INFORMATION PROVIDED:

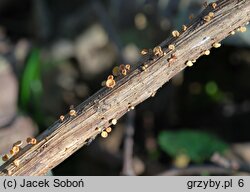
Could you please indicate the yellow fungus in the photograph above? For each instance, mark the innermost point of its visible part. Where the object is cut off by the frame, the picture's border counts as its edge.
(115, 71)
(114, 121)
(104, 134)
(207, 52)
(184, 27)
(30, 140)
(171, 47)
(144, 51)
(16, 162)
(214, 5)
(72, 112)
(108, 129)
(5, 157)
(110, 83)
(216, 45)
(189, 63)
(175, 33)
(62, 118)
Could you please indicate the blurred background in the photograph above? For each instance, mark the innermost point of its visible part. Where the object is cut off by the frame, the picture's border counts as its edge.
(56, 53)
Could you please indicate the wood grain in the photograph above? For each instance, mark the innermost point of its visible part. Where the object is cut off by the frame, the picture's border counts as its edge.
(62, 139)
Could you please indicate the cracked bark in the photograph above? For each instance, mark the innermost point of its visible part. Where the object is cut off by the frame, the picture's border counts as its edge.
(62, 139)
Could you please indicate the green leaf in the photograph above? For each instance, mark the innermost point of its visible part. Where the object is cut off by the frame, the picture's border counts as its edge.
(197, 145)
(31, 84)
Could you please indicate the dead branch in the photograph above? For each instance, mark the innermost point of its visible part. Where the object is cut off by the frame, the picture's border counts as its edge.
(63, 138)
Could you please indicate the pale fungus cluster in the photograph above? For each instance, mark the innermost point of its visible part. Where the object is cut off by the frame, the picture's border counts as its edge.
(16, 148)
(158, 51)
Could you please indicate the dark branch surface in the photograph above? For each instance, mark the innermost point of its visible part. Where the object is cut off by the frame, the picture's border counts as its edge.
(62, 139)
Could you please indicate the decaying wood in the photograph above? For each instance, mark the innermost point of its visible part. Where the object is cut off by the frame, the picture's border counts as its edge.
(63, 138)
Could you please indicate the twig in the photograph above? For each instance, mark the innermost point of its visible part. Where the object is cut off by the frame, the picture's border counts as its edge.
(63, 138)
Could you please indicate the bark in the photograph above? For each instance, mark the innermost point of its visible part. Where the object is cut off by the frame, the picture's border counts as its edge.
(63, 138)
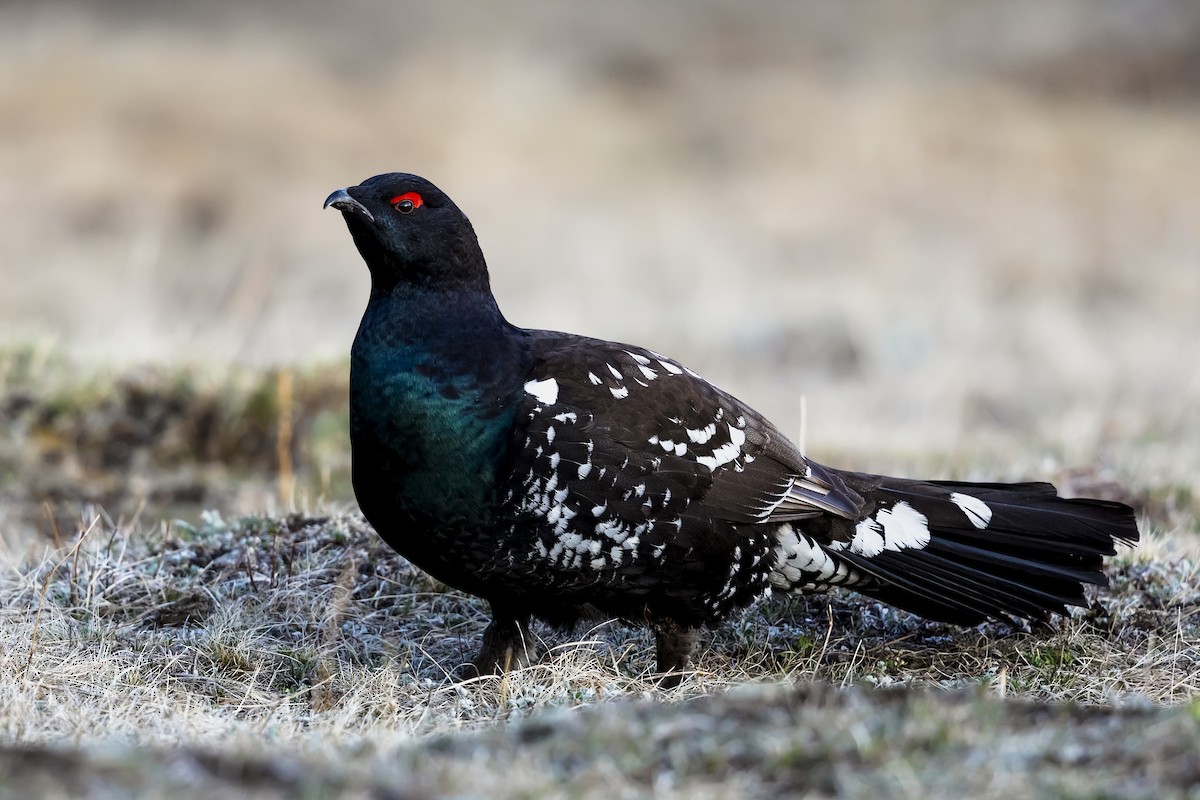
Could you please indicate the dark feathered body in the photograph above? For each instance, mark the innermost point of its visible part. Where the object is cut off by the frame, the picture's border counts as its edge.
(559, 476)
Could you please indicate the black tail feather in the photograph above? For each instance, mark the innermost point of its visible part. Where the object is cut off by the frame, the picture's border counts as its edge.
(1030, 558)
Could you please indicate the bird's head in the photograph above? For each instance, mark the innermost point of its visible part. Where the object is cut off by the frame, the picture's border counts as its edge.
(411, 233)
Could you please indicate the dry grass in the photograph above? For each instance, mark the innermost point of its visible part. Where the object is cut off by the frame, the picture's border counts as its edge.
(965, 235)
(303, 649)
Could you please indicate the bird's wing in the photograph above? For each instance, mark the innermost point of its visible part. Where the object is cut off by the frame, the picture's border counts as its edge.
(619, 431)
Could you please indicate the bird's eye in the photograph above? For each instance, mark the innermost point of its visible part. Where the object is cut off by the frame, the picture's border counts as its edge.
(407, 202)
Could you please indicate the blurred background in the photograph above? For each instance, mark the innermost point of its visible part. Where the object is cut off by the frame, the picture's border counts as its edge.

WORK TO COMPLETE:
Rewrite the listing above so that "photograph" is renamed "image" everywhere it occurs, with everything else unchanged. Leave the pictures out.

TASK OUTPUT:
Could you please indicate the yellow fungus in the image above? For each instance, mark the innermost point of its visible part. Where the object is cut off by the frame, the picture's border counts as its edge.
(115, 71)
(114, 121)
(104, 134)
(207, 52)
(184, 27)
(30, 140)
(171, 47)
(144, 51)
(16, 162)
(214, 5)
(72, 112)
(108, 129)
(5, 157)
(110, 83)
(216, 45)
(189, 63)
(175, 33)
(62, 118)
Could you please indicate the blurred background in the image above? For each instance, mark the innermost point of its visible part. Where the object is cut off by the frame, the picture's border counts as its edge.
(56, 53)
Could you please indicate the wood grain in the image above? For each instance, mark the innermost point of its visible part. Where the object is cut off by the frame, the picture's border counts as its edge.
(62, 139)
Could you please indicate the cracked bark in the image above? For each instance, mark the innermost point of its visible part. Where the object is cut off by the frame, the picture's border counts as its edge.
(62, 139)
Could you please indicate the green leaf in the image above? For each instance, mark the innermost point of its visible part. Where the object is cut off by the frame, the picture's border counts as its edge.
(197, 145)
(31, 84)
Could you please indicate the dead branch in the image above? For each instance, mark the innermost point of its visible part. Where the object is cut off by the frame, the picture's border counts as its edge.
(63, 138)
Could you please indicate the pale fungus cluster in the image above? For each instance, mark the innermost point of its visible part. Where the object is cut off by the frame, the picture's border counts as its edge.
(16, 148)
(158, 51)
Could you please indicate the dark branch surface in the image above? For each instance, mark the innermost point of its visible part. Where the object is cut off by the frame, the picture's border counts as its edge.
(62, 139)
Could you please indicate the decaying wood in the image above? For each instance, mark the innermost point of its visible part. Where the object is cut off by the frame, the picture's border counts as its edge.
(63, 138)
Could you please indicate the twig in the image above? For each instance, mark the innermost point of its visible part. Where the object is cut off by the frame, the picture's border counts as its edge.
(63, 138)
Could you please indicate the bark in the image above? For each instance, mark the innermost point of its visible part. Where the object is cut off by the frame, the picture's border counts as its edge.
(63, 138)
Could you please indicate the dark feathered body in the image above? For each instance, mark the innermost point of its visible part. Where the object is cut off by the frame, the picture's border counts as its edge.
(559, 476)
Could you please indicate the black tail feather in the image above? For each instance, mark the innermost point of its visible part. Where the object is cut off by the frame, the picture's border counts as its edge.
(1030, 558)
Could you please indicate the bird's head in the image above? For each instance, mark the innermost point of its visible part. Where the object is cut off by the frame, the picture's border counts as its edge.
(411, 233)
Could you please indicate the dry grass in the image above? For each instance, mark the innermost point of its visible part. Where the object is cut off by the frame, the picture's border counts as its edge.
(965, 235)
(303, 649)
Could you please indicate the bird's wing in the image above? For each instance, mark the innermost point of its visible part. Where the object is cut off by the frame, the picture's border counts as its edge.
(619, 431)
Could you please indicate the bird's eye in the image above? For each instance, mark the innermost point of its visible part. Where the object is cut off by the frame, the picture's border counts as its edge.
(407, 202)
Could you please indicate the blurred background in the image above? For each instance, mark the innermost point of its visible part. Where the object is cut off by the frame, the picture's border counts as its edge.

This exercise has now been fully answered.